EXTRAIT DU TEXTE ▸
Celle du 26 juillet 2005 propose « un nouvel assouplissement du régime des sanctions tout en veillant à en renforcer l'efficacité »100(*) Jusqu'à la loi du 10 juin 1994, seuls les dirigeants des personnes morales ayant une activité économique étaient passibles d'une sanction ( L. 25 janv. 1985, art. 179 dans sa version d'origine). La référence aux personnes morales exerçant une activité économique a été supprimée par la loi du 10 juin 1994 à propos de l'exercice de l'action en comblement de passif101(*), mais conservée en matière de faillite personnelle (actuel art. L. 625-1) et de banqueroute (art. L. 626-1 actuel). La loi du 26 juillet 2005 achève l'évolution : les textes sur les sanctions s'appliquent à tous les dirigeants de personnes morales de droit privé ( C. com., art. L. 653-1 nouveau pour la faillite personnelle. - C. com., art. L. 654-1, L. 654-3 nouveau pour la banqueroute).

CONSIGNE ▸ Poursuivez l'extrait sur les sanctions des dirigeants en reprenant après sa dernière phrase. Les enregistrements n'ont aucun rapport avec l'extrait sur les sanctions des dirigeants.

ENREGISTREMENTS BRUTS ▸
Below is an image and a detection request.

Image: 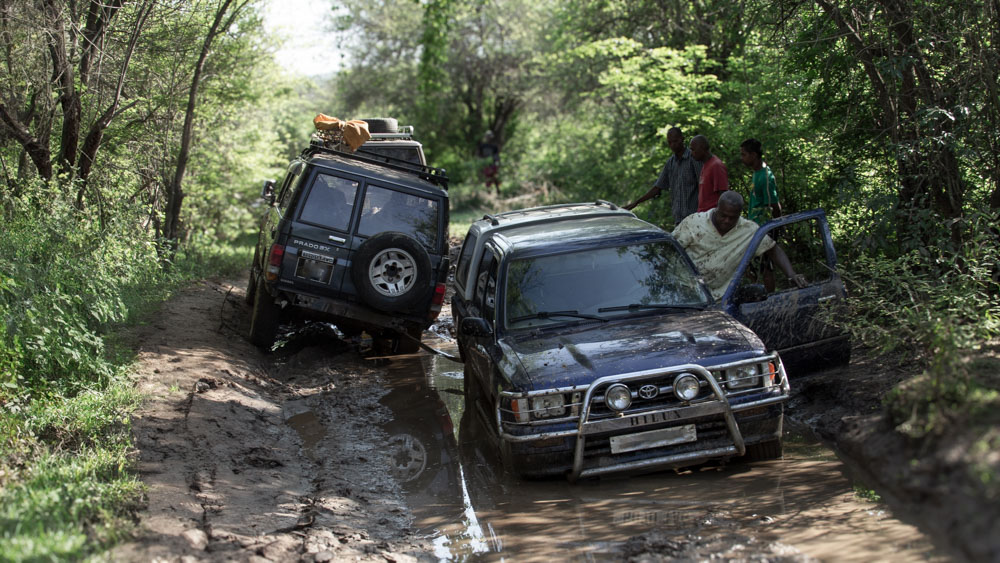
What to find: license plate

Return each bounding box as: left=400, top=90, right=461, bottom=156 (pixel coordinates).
left=611, top=424, right=698, bottom=454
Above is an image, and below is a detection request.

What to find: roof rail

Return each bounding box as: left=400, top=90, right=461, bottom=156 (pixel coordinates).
left=302, top=140, right=448, bottom=190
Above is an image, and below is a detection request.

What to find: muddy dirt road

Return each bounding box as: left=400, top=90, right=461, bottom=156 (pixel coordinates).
left=109, top=282, right=947, bottom=561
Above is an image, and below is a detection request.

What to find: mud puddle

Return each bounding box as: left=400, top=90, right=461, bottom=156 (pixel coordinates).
left=381, top=341, right=947, bottom=561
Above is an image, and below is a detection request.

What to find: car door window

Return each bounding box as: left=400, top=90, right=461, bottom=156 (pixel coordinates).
left=299, top=174, right=358, bottom=231
left=472, top=248, right=499, bottom=325
left=455, top=231, right=479, bottom=291
left=358, top=184, right=440, bottom=248
left=722, top=212, right=844, bottom=368
left=737, top=218, right=833, bottom=293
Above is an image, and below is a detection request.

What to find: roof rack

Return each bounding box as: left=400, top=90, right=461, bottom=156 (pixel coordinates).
left=302, top=140, right=448, bottom=190
left=483, top=199, right=620, bottom=227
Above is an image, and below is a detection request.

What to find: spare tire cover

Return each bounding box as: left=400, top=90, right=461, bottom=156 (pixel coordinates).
left=350, top=231, right=431, bottom=312
left=361, top=117, right=399, bottom=133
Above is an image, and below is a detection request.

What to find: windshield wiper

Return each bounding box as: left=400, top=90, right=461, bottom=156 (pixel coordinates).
left=510, top=311, right=608, bottom=323
left=597, top=303, right=705, bottom=313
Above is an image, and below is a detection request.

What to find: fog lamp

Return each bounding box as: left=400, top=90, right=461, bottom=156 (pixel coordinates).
left=674, top=373, right=699, bottom=401
left=726, top=365, right=760, bottom=389
left=604, top=383, right=632, bottom=412
left=531, top=393, right=566, bottom=418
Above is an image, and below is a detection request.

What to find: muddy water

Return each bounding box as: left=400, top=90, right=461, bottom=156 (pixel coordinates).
left=382, top=342, right=946, bottom=561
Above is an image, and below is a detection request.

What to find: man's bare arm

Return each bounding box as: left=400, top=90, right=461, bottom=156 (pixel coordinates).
left=764, top=244, right=809, bottom=287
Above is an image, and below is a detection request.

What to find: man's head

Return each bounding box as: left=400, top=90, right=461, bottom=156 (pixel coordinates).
left=740, top=139, right=764, bottom=168
left=691, top=135, right=712, bottom=162
left=712, top=190, right=743, bottom=235
left=667, top=127, right=687, bottom=157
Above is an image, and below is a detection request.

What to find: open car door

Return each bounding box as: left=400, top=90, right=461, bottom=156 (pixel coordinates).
left=721, top=209, right=851, bottom=371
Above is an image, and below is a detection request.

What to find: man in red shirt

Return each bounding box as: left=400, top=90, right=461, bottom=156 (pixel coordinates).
left=691, top=135, right=729, bottom=213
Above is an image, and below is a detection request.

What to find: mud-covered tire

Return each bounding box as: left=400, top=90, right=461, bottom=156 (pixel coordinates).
left=361, top=117, right=399, bottom=133
left=351, top=231, right=432, bottom=313
left=384, top=422, right=440, bottom=490
left=743, top=439, right=784, bottom=461
left=250, top=282, right=281, bottom=351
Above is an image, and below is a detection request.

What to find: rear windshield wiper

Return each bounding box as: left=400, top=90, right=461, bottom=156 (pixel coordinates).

RÉPONSE ▸
Toutefois la loi du 26 juillet 2005 institue une exception au profit des dirigeants de personne morale exerçant une activité libérale à statut réglementé et soumise à des règles disciplinaires qui ne peuvent faire l'objet d'une sanction civile personnelle. L'exception ne concerne que la faillite personnelle ou l'interdiction de gérer. Elle ne se retrouve pas en matière de banqueroute.

En définitive, quant aux responsabilités civiles des dirigeants, la loi du 26 juillet 2005 a sensiblement fait évoluer le régime de cette responsabilité, sans qu'il puisse être affirmé que cela leur est plutôt favorable.

La reforme la plus importante a consisté sans doute à ne plus admettre d'action en comblement du passif social, ou d'obligation au paiement des dettes sociales lorsqu'un plan de redressement ou de sauvegarde a été adopté. Le message adressé aux dirigeants est clair : la recherche en temps utile de la protection judiciaire pour redresser leur entreprise en difficulté peut contribuer à réduire leur risque personnel. En même temps, le législateur de 2005 rompt avec une idée force du droit français, qui était de dissocier le sort de l'entreprise et celui de l'homme à sa tête : cette dissociation ne reste vraie pour l'avenir qu'en cas de liquidation judiciaire, où le dirigeant n'est pas nécessairement sanctionné.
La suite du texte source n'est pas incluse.